* [Your goal]:
Could you extract every entry below and reproduce it exactly?

* [Records provided]:

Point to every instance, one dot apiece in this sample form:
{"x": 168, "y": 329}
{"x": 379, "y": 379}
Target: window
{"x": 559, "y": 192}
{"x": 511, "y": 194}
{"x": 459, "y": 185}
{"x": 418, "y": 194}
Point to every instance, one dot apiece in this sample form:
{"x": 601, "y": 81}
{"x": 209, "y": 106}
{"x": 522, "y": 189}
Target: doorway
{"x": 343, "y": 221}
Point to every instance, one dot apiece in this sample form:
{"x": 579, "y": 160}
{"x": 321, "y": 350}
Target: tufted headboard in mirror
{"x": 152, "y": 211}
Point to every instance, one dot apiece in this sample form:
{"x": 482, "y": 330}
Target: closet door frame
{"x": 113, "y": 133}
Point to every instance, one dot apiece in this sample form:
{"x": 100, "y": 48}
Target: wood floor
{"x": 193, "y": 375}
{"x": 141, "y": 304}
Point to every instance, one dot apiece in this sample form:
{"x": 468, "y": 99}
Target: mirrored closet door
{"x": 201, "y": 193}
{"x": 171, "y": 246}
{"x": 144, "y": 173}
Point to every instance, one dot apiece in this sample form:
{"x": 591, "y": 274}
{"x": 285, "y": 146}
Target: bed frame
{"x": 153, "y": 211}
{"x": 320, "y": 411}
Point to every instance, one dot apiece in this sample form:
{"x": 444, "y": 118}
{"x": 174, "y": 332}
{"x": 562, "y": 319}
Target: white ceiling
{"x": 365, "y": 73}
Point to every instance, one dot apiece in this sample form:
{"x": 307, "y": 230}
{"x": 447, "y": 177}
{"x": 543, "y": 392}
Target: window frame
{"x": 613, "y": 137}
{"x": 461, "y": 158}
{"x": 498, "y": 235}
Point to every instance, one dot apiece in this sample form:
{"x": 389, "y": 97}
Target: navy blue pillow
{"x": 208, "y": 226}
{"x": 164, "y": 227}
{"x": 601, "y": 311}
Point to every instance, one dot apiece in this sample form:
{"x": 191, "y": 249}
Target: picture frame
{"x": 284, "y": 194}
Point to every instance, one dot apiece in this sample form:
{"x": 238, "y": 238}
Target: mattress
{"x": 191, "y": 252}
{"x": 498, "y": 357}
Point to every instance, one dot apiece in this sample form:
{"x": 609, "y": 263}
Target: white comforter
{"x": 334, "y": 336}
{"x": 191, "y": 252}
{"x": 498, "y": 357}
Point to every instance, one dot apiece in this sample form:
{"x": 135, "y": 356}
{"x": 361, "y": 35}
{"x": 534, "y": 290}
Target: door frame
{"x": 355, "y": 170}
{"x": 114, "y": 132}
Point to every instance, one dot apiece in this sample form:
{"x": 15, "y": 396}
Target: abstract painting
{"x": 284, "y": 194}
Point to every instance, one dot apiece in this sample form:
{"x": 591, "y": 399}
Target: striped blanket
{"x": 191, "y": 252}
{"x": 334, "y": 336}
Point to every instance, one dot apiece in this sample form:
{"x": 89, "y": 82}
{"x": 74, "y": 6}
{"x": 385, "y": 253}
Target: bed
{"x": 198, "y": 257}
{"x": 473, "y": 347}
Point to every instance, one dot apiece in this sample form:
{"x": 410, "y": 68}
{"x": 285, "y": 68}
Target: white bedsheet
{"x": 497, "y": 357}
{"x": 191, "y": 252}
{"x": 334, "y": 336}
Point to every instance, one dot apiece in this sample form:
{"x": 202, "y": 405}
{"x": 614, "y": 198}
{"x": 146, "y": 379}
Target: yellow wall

* [Written answer]:
Point to every instance, one dot apiece in this sample form:
{"x": 168, "y": 329}
{"x": 379, "y": 379}
Target: window
{"x": 559, "y": 192}
{"x": 511, "y": 194}
{"x": 459, "y": 185}
{"x": 418, "y": 194}
Point to every instance, one dot apiece in this sample form:
{"x": 601, "y": 81}
{"x": 209, "y": 106}
{"x": 522, "y": 189}
Target: doorway
{"x": 343, "y": 221}
Point to every instance, one dot apiece in this sample form:
{"x": 579, "y": 160}
{"x": 321, "y": 350}
Target: tufted headboard in mirror
{"x": 152, "y": 211}
Point to every instance, one dot apiece in this sample form:
{"x": 482, "y": 330}
Target: closet door frame
{"x": 113, "y": 133}
Point to every instance, one dot apiece in this sample form:
{"x": 100, "y": 48}
Target: wood floor
{"x": 193, "y": 375}
{"x": 141, "y": 304}
Point to every instance, one dot apiece in this sample form:
{"x": 468, "y": 99}
Target: mirrored closet door
{"x": 201, "y": 193}
{"x": 171, "y": 246}
{"x": 144, "y": 173}
Point to every instance, one dot apiece in this sample form:
{"x": 591, "y": 274}
{"x": 285, "y": 146}
Target: bed frame
{"x": 153, "y": 211}
{"x": 320, "y": 411}
Point to every instance, one dot apiece in this sample form:
{"x": 444, "y": 118}
{"x": 174, "y": 332}
{"x": 562, "y": 319}
Target: white ceiling
{"x": 365, "y": 73}
Point to every instance, one dot apiece in this sample form:
{"x": 307, "y": 230}
{"x": 447, "y": 177}
{"x": 543, "y": 392}
Target: window frame
{"x": 613, "y": 137}
{"x": 461, "y": 158}
{"x": 498, "y": 235}
Point to every instance, one dot apiece in this sample form:
{"x": 389, "y": 97}
Target: navy blue pillow
{"x": 208, "y": 226}
{"x": 164, "y": 227}
{"x": 601, "y": 311}
Point to every instance, one dot apiece in this sample form:
{"x": 191, "y": 249}
Target: picture frame
{"x": 284, "y": 194}
Point to every instance, one dot apiece in this sample form:
{"x": 238, "y": 238}
Target: mattress
{"x": 191, "y": 252}
{"x": 498, "y": 357}
Point to every instance, one dot apiece in this sample form:
{"x": 609, "y": 263}
Target: white comforter
{"x": 334, "y": 336}
{"x": 191, "y": 252}
{"x": 498, "y": 357}
Point to every instance, one dot apiece in this sample form:
{"x": 135, "y": 356}
{"x": 361, "y": 35}
{"x": 534, "y": 290}
Target: door frame
{"x": 355, "y": 170}
{"x": 114, "y": 132}
Point to every instance, one dot apiece in this sample form:
{"x": 15, "y": 396}
Target: abstract painting
{"x": 284, "y": 194}
Point to every instance, one dot apiece in this sample form:
{"x": 591, "y": 399}
Target: striped blanket
{"x": 191, "y": 252}
{"x": 334, "y": 336}
Point to every instance, one dot apiece in this sample form:
{"x": 89, "y": 82}
{"x": 74, "y": 6}
{"x": 385, "y": 253}
Target: bed
{"x": 198, "y": 257}
{"x": 473, "y": 347}
Point to every instance, one dot apiece in this sample form:
{"x": 410, "y": 68}
{"x": 285, "y": 68}
Target: white bedsheet
{"x": 497, "y": 357}
{"x": 191, "y": 252}
{"x": 334, "y": 336}
Point to every instance, one dot apiece in this sample form:
{"x": 202, "y": 405}
{"x": 614, "y": 198}
{"x": 146, "y": 379}
Target: yellow wall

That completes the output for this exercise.